Consignes »
a – Résumez en deux phrases le texte sur la permaculture.
b – Dans le texte sur la permaculture, quel pionnier japonais de l’agriculture naturelle a influencé Mollison et Holmgren ?

Permaculture. Une technique qui vous veut du bien

Issu de l’expression anglaise “permanent agriculture”, le terme “permaculture” a pour la première fois été utilisé en 1978, par deux scientifiques australiens, Bill Mollison et David Holmgren.  Influencé par le Japonais Masanobu Fukuoka, un pionnier de l’agriculture  naturelle, et par les techniques agricoles traditionnelles venues d’Extrême-Orient, le tandem a créé un concept très novateur qui renverse les dogmes de l’agronomie traditionnelle pour  proposer un nouveau mode de production agricole très économe en énergie (travail manuel et mécanique, carburant…) et respectueux des êtres vivants et de leurs relations réciproques. Ils publient ensuite un livre, Permaculture One, qui aura un succès fulgurant. Depuis, les deux Australiens ne cessent de sillonner les 4 coins du globe pour enseigner les techniques de permaculture. Des techniques qui se sont affinées tout au long des années et où le design joue un rôle central puisqu’il “aide à  planifier l’occupation terrestre humaine en fonction de l’environnement, de la culture, et du potentiel créatif et éthique des humains”, selon Mollison et Holmgren. Au royaume, un centre dédié à ces techniques a d’ailleurs été créé, l’Institut marocain de recherche sur la permaculture (IMRP).

Données fournies »
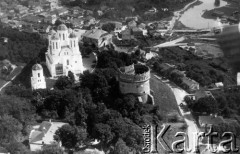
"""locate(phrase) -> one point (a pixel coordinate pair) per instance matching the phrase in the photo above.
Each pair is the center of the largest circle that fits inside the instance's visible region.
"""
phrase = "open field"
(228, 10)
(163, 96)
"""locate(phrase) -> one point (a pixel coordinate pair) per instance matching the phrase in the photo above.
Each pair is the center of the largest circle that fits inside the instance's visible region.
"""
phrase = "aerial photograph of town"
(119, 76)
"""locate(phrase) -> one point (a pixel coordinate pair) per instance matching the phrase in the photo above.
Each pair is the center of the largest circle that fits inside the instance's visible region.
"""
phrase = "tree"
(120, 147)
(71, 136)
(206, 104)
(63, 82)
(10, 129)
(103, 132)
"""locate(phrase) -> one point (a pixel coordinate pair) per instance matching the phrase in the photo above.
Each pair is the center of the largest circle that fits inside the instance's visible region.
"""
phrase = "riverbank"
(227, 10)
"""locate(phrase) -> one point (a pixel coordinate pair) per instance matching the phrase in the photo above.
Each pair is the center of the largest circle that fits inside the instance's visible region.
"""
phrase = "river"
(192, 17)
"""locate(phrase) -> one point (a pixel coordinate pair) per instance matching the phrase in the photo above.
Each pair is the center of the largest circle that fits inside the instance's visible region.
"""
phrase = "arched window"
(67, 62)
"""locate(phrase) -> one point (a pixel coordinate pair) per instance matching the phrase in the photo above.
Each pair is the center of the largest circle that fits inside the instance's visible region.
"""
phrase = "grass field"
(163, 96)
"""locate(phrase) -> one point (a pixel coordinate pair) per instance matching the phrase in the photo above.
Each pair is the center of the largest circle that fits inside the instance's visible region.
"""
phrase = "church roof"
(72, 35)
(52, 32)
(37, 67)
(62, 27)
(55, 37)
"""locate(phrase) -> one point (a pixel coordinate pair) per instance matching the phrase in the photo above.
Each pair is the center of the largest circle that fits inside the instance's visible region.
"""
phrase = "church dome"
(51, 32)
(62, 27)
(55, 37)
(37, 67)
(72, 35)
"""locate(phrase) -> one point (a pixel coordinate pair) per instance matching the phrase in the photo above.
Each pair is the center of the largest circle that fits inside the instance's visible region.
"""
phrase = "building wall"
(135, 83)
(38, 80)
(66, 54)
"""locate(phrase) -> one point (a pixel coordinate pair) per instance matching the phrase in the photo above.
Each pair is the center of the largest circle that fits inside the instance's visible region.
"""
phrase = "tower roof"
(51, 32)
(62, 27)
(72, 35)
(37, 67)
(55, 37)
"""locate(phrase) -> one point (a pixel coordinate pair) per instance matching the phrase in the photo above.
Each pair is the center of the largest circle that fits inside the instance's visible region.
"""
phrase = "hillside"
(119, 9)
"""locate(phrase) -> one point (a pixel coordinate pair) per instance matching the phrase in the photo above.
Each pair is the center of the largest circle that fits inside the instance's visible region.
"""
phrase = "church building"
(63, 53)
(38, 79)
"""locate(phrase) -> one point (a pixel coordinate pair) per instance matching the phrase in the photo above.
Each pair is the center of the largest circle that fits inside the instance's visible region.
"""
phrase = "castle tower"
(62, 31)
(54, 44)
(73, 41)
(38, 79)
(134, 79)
==
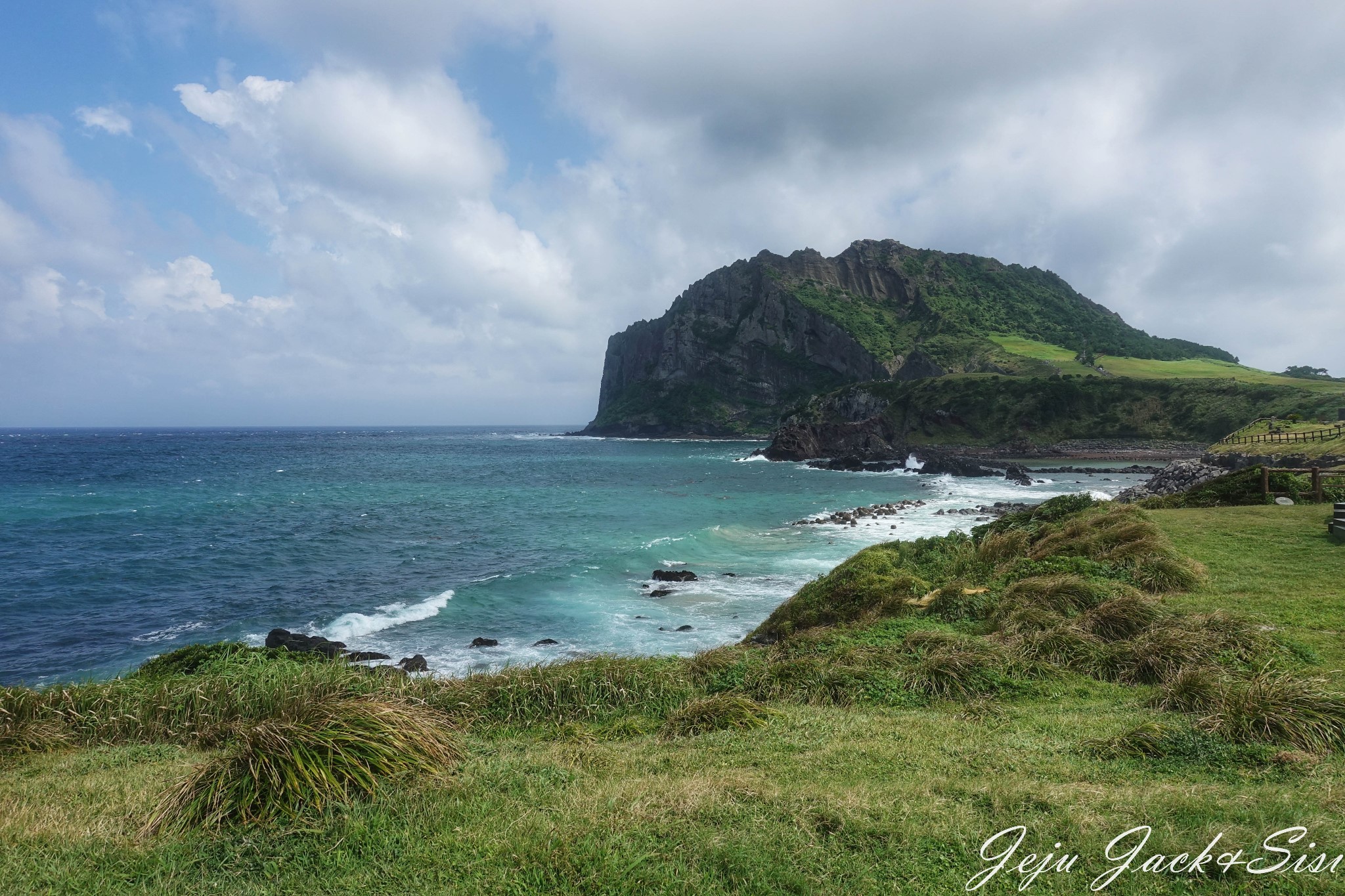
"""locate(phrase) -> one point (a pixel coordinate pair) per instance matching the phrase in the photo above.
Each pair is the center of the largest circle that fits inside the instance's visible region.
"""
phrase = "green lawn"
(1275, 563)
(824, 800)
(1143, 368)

Réponses par consigne »
a – Le terme « permaculture », issu de l’anglais « permanent agriculture », a été employé pour la première fois en 1978 par deux scientifiques australiens, Bill Mollison et David Holmgren, qui ont proposé un mode de production agricole très économe en énergie et respectueux des êtres vivants. Après le succès fulgurant de leur livre Permaculture One, ils enseignent ces techniques partout dans le monde, et un centre qui y est consacré, l’Institut marocain de recherche sur la permaculture (IMRP), a aussi été créé.

b – Masanobu Fukuoka.